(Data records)
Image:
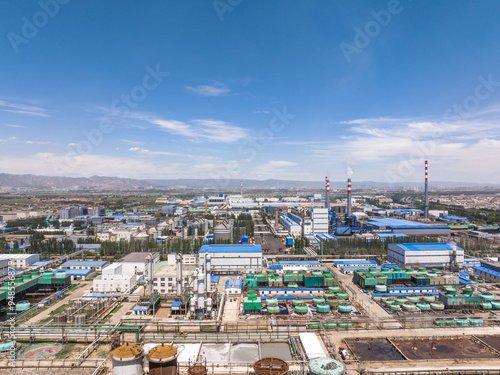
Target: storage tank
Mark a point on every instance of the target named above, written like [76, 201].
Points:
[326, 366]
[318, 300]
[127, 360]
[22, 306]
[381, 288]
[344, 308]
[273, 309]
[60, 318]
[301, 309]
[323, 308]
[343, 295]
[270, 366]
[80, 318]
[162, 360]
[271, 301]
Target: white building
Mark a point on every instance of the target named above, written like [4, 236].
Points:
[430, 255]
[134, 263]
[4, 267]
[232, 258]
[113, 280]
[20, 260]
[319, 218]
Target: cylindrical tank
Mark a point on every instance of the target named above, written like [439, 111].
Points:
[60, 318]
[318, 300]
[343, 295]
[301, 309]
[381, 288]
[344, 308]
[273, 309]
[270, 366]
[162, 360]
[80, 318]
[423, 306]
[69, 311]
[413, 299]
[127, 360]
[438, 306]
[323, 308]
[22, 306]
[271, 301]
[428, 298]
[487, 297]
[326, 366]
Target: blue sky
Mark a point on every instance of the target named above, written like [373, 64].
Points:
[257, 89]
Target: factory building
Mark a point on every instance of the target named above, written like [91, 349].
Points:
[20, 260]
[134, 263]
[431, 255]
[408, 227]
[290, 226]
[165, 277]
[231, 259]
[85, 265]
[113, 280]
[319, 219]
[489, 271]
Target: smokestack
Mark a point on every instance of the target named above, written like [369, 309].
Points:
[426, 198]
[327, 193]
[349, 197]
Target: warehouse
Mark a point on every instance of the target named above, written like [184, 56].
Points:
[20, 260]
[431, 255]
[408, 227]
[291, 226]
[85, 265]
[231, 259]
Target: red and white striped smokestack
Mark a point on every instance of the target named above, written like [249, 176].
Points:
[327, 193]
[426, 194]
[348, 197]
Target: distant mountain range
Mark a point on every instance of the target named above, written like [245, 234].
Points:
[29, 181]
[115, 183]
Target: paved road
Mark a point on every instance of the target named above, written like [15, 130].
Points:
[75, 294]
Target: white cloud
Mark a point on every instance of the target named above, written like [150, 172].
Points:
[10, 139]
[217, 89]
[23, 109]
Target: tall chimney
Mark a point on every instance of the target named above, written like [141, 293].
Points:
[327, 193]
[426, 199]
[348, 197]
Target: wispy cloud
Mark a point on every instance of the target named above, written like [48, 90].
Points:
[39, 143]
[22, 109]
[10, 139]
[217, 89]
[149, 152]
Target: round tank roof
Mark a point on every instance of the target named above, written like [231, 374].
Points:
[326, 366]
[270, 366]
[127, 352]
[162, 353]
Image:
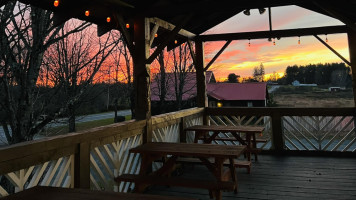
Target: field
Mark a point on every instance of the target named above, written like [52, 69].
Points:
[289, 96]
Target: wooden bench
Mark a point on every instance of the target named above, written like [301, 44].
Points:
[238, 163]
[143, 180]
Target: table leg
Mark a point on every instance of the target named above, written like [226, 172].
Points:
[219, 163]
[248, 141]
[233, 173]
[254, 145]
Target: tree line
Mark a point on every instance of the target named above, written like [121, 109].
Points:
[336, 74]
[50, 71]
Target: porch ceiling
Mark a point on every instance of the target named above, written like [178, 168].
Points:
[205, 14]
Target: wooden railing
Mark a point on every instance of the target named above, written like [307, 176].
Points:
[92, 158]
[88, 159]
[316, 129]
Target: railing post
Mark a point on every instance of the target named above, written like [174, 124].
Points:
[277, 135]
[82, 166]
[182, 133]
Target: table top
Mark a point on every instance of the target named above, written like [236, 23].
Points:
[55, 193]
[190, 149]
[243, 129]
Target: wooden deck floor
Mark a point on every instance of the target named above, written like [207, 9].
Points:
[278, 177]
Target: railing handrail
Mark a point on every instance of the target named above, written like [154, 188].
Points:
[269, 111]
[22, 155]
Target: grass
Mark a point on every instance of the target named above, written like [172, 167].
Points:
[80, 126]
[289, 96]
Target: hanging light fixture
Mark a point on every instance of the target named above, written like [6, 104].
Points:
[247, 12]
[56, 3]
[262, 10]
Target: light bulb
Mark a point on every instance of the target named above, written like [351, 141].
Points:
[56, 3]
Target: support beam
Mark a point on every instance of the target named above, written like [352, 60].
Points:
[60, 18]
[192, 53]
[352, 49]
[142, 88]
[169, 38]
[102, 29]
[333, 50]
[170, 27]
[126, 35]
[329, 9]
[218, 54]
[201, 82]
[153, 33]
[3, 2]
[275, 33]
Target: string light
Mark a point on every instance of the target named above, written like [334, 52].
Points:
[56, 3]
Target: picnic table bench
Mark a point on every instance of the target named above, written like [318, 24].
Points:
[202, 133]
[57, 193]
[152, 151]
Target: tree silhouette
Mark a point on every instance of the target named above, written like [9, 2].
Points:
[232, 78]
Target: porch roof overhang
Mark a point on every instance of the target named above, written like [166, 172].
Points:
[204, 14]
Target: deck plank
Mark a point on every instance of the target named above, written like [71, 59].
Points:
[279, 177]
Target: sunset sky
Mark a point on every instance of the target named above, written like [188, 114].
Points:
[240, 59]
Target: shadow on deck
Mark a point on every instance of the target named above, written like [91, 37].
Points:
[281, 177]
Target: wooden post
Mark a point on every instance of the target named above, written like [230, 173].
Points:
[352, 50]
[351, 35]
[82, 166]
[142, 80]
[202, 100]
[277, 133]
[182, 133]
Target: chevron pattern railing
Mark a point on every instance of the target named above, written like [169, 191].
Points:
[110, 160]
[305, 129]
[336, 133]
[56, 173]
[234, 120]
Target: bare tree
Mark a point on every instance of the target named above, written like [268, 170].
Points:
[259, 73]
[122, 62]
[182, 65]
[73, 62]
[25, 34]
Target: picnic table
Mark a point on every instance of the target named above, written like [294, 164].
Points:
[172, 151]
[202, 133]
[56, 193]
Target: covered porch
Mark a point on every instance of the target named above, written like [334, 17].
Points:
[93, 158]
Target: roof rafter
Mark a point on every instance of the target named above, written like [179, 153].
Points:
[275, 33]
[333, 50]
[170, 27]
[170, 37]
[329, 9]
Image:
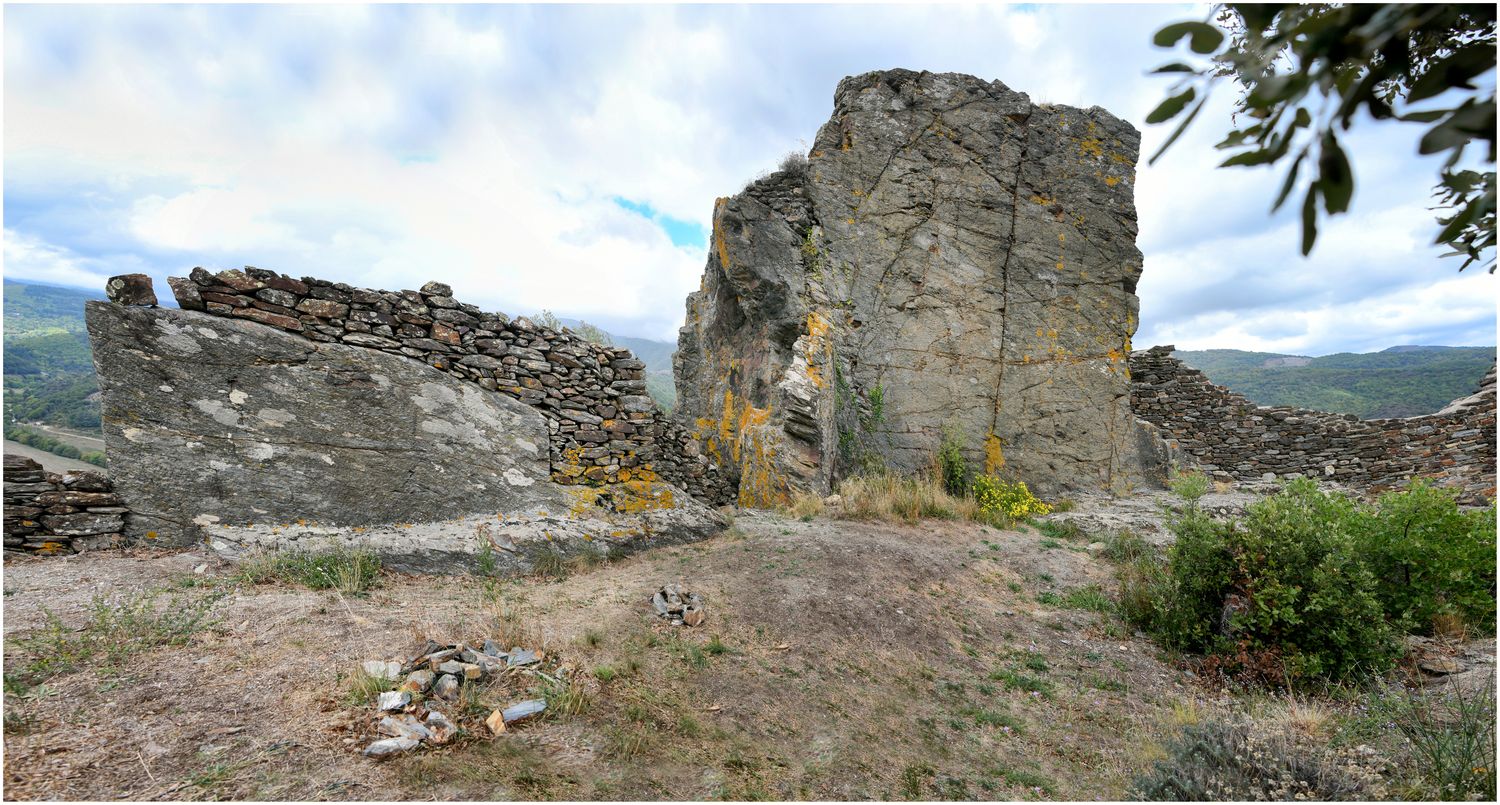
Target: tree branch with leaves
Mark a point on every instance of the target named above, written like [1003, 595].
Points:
---
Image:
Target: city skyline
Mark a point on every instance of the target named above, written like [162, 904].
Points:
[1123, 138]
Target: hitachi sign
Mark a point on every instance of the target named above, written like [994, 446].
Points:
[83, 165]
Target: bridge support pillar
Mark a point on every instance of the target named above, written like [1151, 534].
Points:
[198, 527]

ACTIVITY: From the records above, give again exactly the lines running from the line with "Target: railing post" to the line with "Target: hanging light fixture", inclusive.

EXERCISE RESPONSE:
Target: railing post
Mark a point on every instance of the target named above, written like [174, 124].
Points:
[277, 135]
[82, 166]
[182, 133]
Target: table top
Mark a point on every instance of the target named above, written like [236, 23].
Points:
[55, 193]
[190, 149]
[243, 129]
Target: wooden deck floor
Mark a point on every instance of the target named above, written like [207, 9].
Points:
[278, 177]
Target: railing handrail
Mark a point on every instance of the target named above, written like [154, 188].
Points:
[269, 111]
[22, 155]
Target: grass
Mark a point on every instance of the target named above, written like [172, 167].
Points:
[80, 126]
[289, 96]
Target: hanging light fixture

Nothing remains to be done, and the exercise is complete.